=== Excerpt ===
▼

When schools closed during the COVID-19 pandemic, child care became more of a concern than ever: daycare shutdowns — and emergency openings — put pressure on a system already experiencing staffing shortages, and exacerbated the lack of spots and unaffordability of daycare for many parents in Niagara.
With that in mind, Niagara this Week asked provincial election candidates what they feel are the key improvements needed for the child-care system and how we can achieve those improvements.
WAYNE GATES (INCUMBENT) — NEW DEMOCRATIC PARTY OF ONTARIO
Under Conservative and Liberal governments, child-care prices in Ontario became the highest in all of Canada, with some fees the size of mortgage payments.
Families in Niagara need and deserve high-quality $10-a-day child care — and we have a plan to deliver it in partnership with the federal government. Ford’s decision to fight rather than work with the federal government to deliver affordable child care needlessly cost families thousands of dollars in extra fees. It was a shameful decision by him but we can make it right.
BOB GALE — PROGRESSIVE CONSERVATIVE PARTY OF ONTARIO
We have delivered a $13.2-billion agreement that will dramatically reduce fees for parents, and provide more accessible and high-quality child care, including delivering an average of $10-a-day child care by September 2025. This agreement will create 86,000 additional child-care spaces and support the hiring of new early childhood educators (ECEs) and improved compensation for all staff working in licensed child care.

▲

Stored dataset items:
▼

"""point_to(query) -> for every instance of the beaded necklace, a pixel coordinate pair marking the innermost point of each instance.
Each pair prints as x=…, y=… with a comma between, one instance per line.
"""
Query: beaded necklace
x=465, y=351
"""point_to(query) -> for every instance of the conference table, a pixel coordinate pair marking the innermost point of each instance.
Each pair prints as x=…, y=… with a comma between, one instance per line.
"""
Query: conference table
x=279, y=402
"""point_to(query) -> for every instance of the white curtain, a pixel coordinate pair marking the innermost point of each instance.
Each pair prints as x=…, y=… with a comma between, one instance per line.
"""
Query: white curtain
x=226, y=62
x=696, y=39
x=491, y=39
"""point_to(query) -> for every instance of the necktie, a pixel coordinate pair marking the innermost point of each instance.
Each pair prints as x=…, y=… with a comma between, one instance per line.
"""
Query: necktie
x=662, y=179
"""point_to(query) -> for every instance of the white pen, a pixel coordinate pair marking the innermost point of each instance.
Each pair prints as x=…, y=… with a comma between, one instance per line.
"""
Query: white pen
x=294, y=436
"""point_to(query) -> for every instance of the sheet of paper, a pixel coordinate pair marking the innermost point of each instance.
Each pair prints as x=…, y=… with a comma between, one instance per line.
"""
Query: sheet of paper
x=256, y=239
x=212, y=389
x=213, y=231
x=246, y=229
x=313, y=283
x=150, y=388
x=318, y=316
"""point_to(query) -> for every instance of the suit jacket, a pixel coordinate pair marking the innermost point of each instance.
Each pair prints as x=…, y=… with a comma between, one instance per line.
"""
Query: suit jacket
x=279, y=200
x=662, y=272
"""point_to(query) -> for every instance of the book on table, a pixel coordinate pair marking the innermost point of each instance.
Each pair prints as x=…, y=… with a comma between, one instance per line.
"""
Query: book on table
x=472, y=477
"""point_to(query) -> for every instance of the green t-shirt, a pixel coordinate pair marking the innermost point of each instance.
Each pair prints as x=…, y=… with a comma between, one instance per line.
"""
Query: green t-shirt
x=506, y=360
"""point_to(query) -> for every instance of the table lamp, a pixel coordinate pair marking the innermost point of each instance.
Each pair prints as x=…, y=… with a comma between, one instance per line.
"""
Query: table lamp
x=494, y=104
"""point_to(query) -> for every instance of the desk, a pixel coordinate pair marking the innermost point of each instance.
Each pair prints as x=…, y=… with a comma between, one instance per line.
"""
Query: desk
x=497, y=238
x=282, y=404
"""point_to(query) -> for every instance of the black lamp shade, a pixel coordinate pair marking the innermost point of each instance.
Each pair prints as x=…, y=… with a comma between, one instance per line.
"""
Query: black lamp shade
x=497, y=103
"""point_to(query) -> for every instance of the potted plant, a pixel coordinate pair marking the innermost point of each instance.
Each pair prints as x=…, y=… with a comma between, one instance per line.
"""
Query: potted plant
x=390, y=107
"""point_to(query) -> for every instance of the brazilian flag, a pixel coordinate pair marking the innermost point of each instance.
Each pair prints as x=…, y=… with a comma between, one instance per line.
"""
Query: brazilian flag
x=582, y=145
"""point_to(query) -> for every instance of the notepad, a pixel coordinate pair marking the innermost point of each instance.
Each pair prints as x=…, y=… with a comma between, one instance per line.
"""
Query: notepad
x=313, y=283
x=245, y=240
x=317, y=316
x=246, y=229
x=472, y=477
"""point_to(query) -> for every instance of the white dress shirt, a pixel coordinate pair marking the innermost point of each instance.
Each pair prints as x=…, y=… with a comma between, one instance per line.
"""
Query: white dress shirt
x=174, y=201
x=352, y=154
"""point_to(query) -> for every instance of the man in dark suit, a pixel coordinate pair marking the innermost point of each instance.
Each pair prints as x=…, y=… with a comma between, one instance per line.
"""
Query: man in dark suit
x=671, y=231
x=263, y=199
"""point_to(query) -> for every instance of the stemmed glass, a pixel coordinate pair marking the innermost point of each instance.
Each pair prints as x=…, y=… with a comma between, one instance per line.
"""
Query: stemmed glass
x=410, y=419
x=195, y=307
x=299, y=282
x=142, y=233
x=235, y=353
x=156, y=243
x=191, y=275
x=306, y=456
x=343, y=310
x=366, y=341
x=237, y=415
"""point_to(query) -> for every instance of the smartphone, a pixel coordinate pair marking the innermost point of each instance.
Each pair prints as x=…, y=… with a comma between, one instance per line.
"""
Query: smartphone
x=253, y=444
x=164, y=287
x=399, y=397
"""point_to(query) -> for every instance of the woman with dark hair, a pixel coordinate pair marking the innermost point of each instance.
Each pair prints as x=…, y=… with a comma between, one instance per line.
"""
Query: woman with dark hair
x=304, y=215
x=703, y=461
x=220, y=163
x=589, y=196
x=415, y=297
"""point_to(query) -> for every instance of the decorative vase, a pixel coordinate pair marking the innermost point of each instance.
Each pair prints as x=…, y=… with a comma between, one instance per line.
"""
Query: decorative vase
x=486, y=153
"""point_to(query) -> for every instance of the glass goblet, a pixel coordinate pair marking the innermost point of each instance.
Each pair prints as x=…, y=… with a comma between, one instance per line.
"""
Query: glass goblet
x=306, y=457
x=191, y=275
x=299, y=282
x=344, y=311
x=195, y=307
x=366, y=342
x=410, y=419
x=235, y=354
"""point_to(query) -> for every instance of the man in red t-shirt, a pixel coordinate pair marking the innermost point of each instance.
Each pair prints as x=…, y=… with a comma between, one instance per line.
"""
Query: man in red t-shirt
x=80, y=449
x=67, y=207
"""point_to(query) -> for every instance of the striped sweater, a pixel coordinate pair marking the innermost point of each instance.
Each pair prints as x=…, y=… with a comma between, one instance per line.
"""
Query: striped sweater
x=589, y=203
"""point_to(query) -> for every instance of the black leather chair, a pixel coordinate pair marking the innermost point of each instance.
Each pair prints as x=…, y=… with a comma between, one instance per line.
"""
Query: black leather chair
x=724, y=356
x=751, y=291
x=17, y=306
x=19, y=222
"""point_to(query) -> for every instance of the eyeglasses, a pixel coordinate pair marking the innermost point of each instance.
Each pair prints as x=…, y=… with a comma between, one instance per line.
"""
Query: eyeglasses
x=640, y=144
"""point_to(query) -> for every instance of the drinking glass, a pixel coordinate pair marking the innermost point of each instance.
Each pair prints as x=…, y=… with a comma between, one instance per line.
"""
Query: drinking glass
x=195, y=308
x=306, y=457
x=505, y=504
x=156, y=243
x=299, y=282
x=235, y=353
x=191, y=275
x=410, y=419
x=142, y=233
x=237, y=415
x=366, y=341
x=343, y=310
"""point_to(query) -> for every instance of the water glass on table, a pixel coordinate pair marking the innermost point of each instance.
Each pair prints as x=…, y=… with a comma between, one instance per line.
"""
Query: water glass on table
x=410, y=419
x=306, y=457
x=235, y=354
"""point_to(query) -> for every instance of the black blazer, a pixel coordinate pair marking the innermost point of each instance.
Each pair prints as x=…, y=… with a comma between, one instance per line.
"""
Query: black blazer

▲

=== What to do ===
a – In the Niagara child-care piece, how many additional child-care spaces does Bob Gale say the $13.2-billion agreement will create?
b – Resume the Niagara candidates' piece on child care after its last sentence.

=== Answers ===
a – 86,000

b –
Together, through the Ontario Child Care Tax Credit (CARE), affordable child-care options, and continued investment in all-day kindergarten, Ontario parents are now provided with the largest array of options, benefits, and supports for early years and child care in the country.
ASHLEY WATERS — ONTARIO LIBERAL PARTY
Ontario Liberals commit to providing parents with child-care discounts retroactive to Jan. 1, 2022 giving families back, on average, $2,750/child. Within September 2022, we will reduce the cost of before- and after-school child care to $10 a day. We will implement the full plan by 2024, a full year ahead of Ford Conservatives. The sooner Ontario can implement it, the higher the savings will be for parents.
We will provide ECEs with better wages and benefits, bringing in a compensation grid that will be in alignment with full day kindergarten. We will also provide free tuition for all ECE programs at Ontario's colleges. We’ll enhance the Childcare Access and Relief from Expenses (CARE) tax credit by 50 per cent to an average of $2,000 and will provide it in regular advance payments.
DEVON ST. DENIS-RICHARD — NONE OF THE ABOVE DIRECT DEMOCRACY PARTY
One strategy that I think could help is a community daycare system. This takes the form of a school building idea, with professionals and volunteers working together. We would have to work on reforming the current laws that surround this industry currently, to allow for this sort of concept. The real savings are in the volunteerism, as well as the centralized location(s), rather than many singular locations that have collectively much higher overheads.
Candidates Christine Lewis-Napolitano (New Blue party), Tommy Ward (Green Party), and Wesley Kavanagh (Ontario Party) did not respond to our requests for comment in time for the press deadline.